- _Tareas a realizar_
(A) Según el relato, ¿a qué rama de la medicina se dedicaba la mujer?
(B) Copia el pasaje del relato comprendido entre "Acaricié su Alma" y "cáncer del seno.", ambos incluidos, y cambia "ternura" por "delicadeza".

··· Fragmento ···

Los encantos de una Mujer sin tetas

Nota del Editor: relato de la vida real que invita a reflexionar sobre la belleza de la Mujer más allá de sus encantos físicos y enfermedades.

Por Miguel Rivera

Especial para Prensa sin censura

Sagaz, sensual, sensible, risueña, detallista y revolucionaria.

Así recordaré a la Mujer, que a los 50 años pintó doradas canas en el umbral de su fallecimiento y que me hipnotizó con su respetuoso y reverente culto a la Palabra, casi como la idolatría a un dios.

La recordaré sagaz a ultranza.

Sensual a flor de piel.

Sensible a la emoción.

Risueña a la provocación.

Detallista del detalle y los detalles.

Revolucionaria de las generalidades y genialidades del Amor.

De repente, las querencias e ilusiones apalabradas capturaron mi atención. Pertinentes e ingeniosas y a la mar de oportunas.

De repente, sus labios saciaron mis anhelos…

De figura esbelta, impecable verbo y una cuasi religiosa consagración a la pediatría, también inspiró admiración por su vocación a la custodia de la salud de los niños.

Seres bendecidos con sus consultas que la quisieron y respetaron como a una madre y confidente.

Mi pequeñina insistió que la conociera porque era como una pediatra fuera de este mundo; una doctora atípica, que distó por mucho de la norma y trastocó esquemas.

Aquella tarde salí temprano de la oficina para llevarla a la cita. La médico pediatra se asomó. Madura pero juvenil, radiante, sonriente, asertiva, hermosa y acogedora.

Su cabello largo, lacio y con destellos rubios resaltados por los grises de la experiencia y su esbelta figura de muñeca, me subyugaron.

La quise conocer y descubrí una MUJER en mayúsculas. Adorablemente tierna y sensible; dueña de una fuente inagotable de consejos y Palabras redentoras, conciliadoras, emancipadoras y enternecedoras.

La Palabra nos unió y las sensibilidades del corazón, además de las sabidurías de la razón, también.

La admiré sin conocerla.

La quise sin darle un abrazo.

La amé sin darle un beso.

La idolatré sin entregarme a su cuerpo.

Le recé sin aún fallecer.

Acaricié su Alma y me tatué en su geografía al contemplar su deslumbrante desnudez.

Con reverencia y ternura, me acerqué a sus ausentes pechos y los besé con frenesí sintiendo que tocaba la entraña de su ser.

Los volví a besar con dulzura. Era apenas la primera estación de los encantos de aquella Mujer sin tetas, extirpadas de raíz por un maldito cáncer del seno.

Sobrevivió un tiempo sin sus protuberancias aunque se alambre socialmente que sin las susodichas no hay paraíso.

Una Mujer es mucho más que sus tetas. Una Mujer sin tetas es cielo y colmena; es luna y playa. Es Vida y eternidad. Se ama con los labios, la mente, el espíritu y corazón.

Desde entonces en recuerdos adoro los inagotables encantos de mi Mujer sin tetas, en cuyos implantes desbordé los más apasionados besos y caricias de mi frenesí, rubricados en su Alma con la romántica y erótica ensoñación que provocó y cuyo recuerdo aún desencadena en mí.

Nota del Editor: el autor reside en el área Oeste del País.

··· Datos de entrada ···

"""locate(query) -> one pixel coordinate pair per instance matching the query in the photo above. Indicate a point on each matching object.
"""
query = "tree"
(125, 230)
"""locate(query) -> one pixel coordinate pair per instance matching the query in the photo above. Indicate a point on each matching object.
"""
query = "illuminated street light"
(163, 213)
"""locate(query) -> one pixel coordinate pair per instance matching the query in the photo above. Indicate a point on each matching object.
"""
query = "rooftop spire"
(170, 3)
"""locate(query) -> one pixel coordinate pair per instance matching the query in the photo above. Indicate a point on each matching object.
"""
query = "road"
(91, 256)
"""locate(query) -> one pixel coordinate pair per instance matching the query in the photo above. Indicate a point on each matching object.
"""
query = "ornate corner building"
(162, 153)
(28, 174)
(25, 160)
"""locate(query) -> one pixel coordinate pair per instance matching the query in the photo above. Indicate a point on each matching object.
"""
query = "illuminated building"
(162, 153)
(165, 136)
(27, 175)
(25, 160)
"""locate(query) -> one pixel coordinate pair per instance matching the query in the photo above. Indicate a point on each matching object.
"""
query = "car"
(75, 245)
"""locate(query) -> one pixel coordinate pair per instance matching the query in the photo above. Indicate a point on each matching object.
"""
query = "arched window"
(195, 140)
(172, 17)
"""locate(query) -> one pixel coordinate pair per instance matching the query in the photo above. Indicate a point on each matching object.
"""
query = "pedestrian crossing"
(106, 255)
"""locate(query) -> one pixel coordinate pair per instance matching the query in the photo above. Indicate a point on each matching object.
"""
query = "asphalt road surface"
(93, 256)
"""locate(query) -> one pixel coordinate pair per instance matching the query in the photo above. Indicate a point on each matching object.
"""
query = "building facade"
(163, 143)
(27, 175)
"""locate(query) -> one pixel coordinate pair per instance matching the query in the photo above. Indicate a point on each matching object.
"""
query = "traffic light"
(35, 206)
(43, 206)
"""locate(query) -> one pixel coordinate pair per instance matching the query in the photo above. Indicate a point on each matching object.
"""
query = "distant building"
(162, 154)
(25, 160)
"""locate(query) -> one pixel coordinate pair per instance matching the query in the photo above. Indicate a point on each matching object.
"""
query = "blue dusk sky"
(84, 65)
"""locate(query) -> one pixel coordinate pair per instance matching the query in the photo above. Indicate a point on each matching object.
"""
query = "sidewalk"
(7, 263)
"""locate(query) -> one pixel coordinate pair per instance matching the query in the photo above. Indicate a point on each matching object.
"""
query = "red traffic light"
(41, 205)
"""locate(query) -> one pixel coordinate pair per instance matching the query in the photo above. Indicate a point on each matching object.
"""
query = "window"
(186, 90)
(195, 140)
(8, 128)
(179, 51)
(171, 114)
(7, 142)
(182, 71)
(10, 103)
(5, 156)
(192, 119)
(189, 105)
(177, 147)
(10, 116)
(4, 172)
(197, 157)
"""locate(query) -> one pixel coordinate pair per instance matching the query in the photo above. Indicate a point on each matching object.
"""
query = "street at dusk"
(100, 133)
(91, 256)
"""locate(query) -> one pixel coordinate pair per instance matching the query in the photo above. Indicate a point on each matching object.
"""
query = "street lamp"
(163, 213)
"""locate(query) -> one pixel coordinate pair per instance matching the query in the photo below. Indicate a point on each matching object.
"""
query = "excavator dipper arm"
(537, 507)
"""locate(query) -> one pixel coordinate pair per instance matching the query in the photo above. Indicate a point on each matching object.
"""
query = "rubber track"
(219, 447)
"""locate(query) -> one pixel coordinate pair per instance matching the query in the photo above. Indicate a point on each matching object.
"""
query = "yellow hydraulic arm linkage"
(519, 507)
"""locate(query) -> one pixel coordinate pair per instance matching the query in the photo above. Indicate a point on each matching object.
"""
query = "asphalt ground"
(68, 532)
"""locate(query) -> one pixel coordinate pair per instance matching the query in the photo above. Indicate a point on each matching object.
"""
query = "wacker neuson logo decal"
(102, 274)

···

- _Resultados_
(A) A la pediatría.

(B)
Acaricié su Alma y me tatué en su geografía al contemplar su deslumbrante desnudez.

Con reverencia y delicadeza, me acerqué a sus ausentes pechos y los besé con frenesí sintiendo que tocaba la entraña de su ser.

Los volví a besar con dulzura. Era apenas la primera estación de los encantos de aquella Mujer sin tetas, extirpadas de raíz por un maldito cáncer del seno.